## Passage
The main news of this report is that, unlike what is seen in schizophrenia, there appears to be no difference in MRI fusiform gyrus volumes in SPD subjects compared with normal comparison subjects. The small effect size (0.001) suggests that simply increasing the subject number will not affect this result.
However, these findings are interesting as they demonstrate that only selective regions within the temporal lobe seem to be affected in SPD morphometrically (
Dickey et al., 2002a) and functionally (
Buchsbaum et al., 2002), although more diffuse abnormalities are seen in schizophrenia (
McCarley et al., 1999;
Shenton et al., 2001;
Siever et al., 2002). For example, brain abnormalities in SPD have been demonstrated in the left superior temporal gyrus (
Dickey et al., 1999;
Downhill et al., 2001), specifically Heschl's gyrus (
Dickey et al., 2002b), and whole temporal lobe (
Downhill et al., 2001), but not in medial temporal lobe structures specifically (
Dickey et al., 1999), whereas medial temporal lobe structures (
Barta et al., 1990;
Buchanan et al., 1993;
Shenton et al., 1992) and fusiform gyrus (
Lee et al., 2002) have been implicated in schizophrenia. It is conjecture, but perhaps more language-oriented areas of the temporal lobe (left superior temporal gyrus and Heschl's gyrus) are affected in SPD (
Dickey et al., 2002b), whereas areas more involved in emotional processing (amygdala:
Whalen et al., 1998; and fusiform gyrus:
Lang et al., 1998) are spared in SPD.
Whether other areas of visual processing, specifically striate and extrastriate cortex, are implicated in SPD remains unknown. Thalamic abnormalities have been reported in SPD (
Hazlett et al., 1999), but the lateral geniculate nucleus, which is involved in transmission of visual information, has not been separately examined.

## Dataset excerpts
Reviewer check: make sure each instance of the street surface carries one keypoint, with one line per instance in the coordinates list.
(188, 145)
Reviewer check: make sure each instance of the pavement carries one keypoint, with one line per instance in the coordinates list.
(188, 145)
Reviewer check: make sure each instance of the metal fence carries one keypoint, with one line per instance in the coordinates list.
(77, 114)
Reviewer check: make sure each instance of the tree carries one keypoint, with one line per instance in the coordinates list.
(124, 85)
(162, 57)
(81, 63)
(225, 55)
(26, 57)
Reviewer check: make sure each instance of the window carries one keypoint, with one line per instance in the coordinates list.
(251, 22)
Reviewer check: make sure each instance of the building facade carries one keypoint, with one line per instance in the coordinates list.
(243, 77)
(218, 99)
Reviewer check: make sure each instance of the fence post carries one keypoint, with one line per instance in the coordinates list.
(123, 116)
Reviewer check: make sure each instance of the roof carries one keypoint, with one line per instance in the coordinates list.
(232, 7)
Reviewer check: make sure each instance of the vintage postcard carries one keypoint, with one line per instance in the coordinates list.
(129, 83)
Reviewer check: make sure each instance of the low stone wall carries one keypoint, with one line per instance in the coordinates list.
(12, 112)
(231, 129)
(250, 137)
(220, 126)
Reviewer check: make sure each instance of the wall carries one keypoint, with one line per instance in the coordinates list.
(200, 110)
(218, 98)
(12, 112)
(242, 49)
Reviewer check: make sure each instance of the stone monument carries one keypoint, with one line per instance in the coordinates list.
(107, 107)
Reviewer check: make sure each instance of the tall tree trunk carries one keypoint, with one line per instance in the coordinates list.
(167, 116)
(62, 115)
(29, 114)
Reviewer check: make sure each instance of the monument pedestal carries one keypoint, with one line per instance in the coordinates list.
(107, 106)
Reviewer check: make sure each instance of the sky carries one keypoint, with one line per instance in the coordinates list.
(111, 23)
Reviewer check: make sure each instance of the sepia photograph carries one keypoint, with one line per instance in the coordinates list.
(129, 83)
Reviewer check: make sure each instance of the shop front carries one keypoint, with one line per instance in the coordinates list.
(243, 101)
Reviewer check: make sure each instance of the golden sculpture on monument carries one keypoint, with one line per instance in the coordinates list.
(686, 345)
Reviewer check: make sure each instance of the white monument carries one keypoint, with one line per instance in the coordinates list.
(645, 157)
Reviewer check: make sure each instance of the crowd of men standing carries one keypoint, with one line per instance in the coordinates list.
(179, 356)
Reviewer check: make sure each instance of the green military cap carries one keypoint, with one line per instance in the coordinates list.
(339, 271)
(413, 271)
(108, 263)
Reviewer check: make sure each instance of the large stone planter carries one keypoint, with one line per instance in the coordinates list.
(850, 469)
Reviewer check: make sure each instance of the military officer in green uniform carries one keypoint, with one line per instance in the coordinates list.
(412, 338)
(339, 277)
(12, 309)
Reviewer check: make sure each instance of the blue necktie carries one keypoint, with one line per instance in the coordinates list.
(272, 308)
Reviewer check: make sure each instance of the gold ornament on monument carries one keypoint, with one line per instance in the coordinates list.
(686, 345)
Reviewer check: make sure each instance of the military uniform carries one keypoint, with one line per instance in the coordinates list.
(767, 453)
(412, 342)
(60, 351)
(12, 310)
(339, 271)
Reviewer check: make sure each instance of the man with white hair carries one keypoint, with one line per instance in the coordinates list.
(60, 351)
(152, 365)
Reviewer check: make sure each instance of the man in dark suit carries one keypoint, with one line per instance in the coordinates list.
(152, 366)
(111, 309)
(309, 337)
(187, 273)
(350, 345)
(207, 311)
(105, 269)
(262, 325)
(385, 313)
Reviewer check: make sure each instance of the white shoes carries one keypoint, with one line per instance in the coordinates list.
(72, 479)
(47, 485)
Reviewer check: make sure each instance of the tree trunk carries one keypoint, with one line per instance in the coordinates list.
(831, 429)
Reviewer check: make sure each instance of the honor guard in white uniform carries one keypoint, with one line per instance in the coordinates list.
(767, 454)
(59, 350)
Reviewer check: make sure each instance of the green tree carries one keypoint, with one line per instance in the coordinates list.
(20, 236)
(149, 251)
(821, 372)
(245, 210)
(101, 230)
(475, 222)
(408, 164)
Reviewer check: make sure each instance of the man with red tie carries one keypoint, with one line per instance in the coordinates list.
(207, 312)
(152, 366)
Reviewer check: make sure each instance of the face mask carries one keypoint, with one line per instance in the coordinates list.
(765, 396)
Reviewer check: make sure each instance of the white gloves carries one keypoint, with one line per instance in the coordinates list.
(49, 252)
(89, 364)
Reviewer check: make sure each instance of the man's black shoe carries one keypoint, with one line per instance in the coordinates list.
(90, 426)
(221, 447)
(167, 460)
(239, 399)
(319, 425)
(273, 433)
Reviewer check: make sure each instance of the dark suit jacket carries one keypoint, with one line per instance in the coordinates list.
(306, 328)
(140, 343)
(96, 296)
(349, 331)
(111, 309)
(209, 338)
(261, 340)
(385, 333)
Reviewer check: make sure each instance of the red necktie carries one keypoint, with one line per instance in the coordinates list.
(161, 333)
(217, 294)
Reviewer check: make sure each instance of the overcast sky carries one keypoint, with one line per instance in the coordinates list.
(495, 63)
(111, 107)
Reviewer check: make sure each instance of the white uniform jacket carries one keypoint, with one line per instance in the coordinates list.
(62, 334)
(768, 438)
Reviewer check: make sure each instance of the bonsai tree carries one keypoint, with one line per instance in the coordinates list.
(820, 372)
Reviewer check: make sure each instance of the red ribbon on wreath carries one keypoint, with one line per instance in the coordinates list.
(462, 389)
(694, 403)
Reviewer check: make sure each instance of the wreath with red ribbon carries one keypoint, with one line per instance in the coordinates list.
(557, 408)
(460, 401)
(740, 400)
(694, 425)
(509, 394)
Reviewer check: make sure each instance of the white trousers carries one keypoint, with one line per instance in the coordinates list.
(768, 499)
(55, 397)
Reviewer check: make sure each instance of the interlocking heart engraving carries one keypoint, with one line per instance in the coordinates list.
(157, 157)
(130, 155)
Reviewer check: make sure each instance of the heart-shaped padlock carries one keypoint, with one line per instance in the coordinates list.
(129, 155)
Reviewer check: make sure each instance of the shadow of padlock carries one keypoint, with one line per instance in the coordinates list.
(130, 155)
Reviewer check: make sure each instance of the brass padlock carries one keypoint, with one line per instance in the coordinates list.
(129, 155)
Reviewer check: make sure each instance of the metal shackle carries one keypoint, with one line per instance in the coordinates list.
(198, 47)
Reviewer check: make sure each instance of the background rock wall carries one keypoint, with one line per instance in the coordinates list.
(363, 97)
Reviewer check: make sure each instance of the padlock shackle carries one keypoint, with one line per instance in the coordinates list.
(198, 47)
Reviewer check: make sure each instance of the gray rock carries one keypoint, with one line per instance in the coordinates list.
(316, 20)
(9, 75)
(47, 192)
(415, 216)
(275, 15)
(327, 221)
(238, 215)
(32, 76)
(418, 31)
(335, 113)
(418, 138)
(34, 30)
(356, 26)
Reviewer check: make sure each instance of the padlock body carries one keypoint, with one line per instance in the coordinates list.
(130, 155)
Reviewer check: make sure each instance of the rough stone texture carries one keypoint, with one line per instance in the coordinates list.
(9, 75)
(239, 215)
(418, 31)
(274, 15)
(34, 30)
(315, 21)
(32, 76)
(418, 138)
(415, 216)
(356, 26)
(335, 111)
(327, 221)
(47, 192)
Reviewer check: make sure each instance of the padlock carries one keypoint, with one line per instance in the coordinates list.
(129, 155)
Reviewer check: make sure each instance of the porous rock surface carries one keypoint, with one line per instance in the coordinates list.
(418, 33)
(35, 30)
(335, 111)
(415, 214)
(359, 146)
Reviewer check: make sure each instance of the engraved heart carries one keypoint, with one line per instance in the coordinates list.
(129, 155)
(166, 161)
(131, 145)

## Exercises
**1.** Reproduce the passage on SPD brain regions between "The main news" and "affect this result.", inclusive.
**2.** Write the next part of the passage on SPD brain regions, picking up after its final sentence.
The rows have no part in this work.

## Answers
**1.**
The main news of this report is that, unlike what is seen in schizophrenia, there appears to be no difference in MRI fusiform gyrus volumes in SPD subjects compared with normal comparison subjects. The small effect size (0.001) suggests that simply increasing the subject number will not affect this result.

**2.**
Several limitations to this study may attenuate the findings. First, this study does not examine females with SPD. Both male and female schizophrenic subjects postmortem exhibit an abnormality of the fusi-form gyrus (
McDonald et al., 2000), and perhaps inclusion of female SPD subjects would have altered the results. Second, the recruitment strategy selected only for subjects who have not been treated pharmacologically for SPD, and this narrow subject group may effect the generalizability of the finding. Finally, this study examined volume only, and it may be that there are differences in the shape of the fusiform, as others have demonstrated differences in the shape of other brain regions in SPD (
Downhill et al., 2000).
There is a correlation between degree of impairment from magical thinking and illusions with smaller right fusiform gyrus volumes in SPD subjects. The relationship between magical ideation and the fusiform gyrus is not clear, in part as magical ideation specifically has been infrequently studied. Speculatively, however, magical ideation may engage visual imagery. Indeed, half of our subjects reported ‘‘seeing’’ images when asked questions from the SCID II designed to probe for magical ideation. Generating mental images does involve fusiform activation (
D'Esposito et al., 1997). The correlation between illusions and smaller fusiform volume is more clear as direct electrical stimulation of the fusiform gyrus in epilepsy patients produces complex visual illusions such as faces, animals, panoramas, images from memory, and metamorphopsia (
Lee et al., 2000), not unlike what is described by the SPD subjects in this study. Future functional imaging studies of fusiform activity may be important to more fully understand the role of this gyrus in schizophrenia spectrum disorders.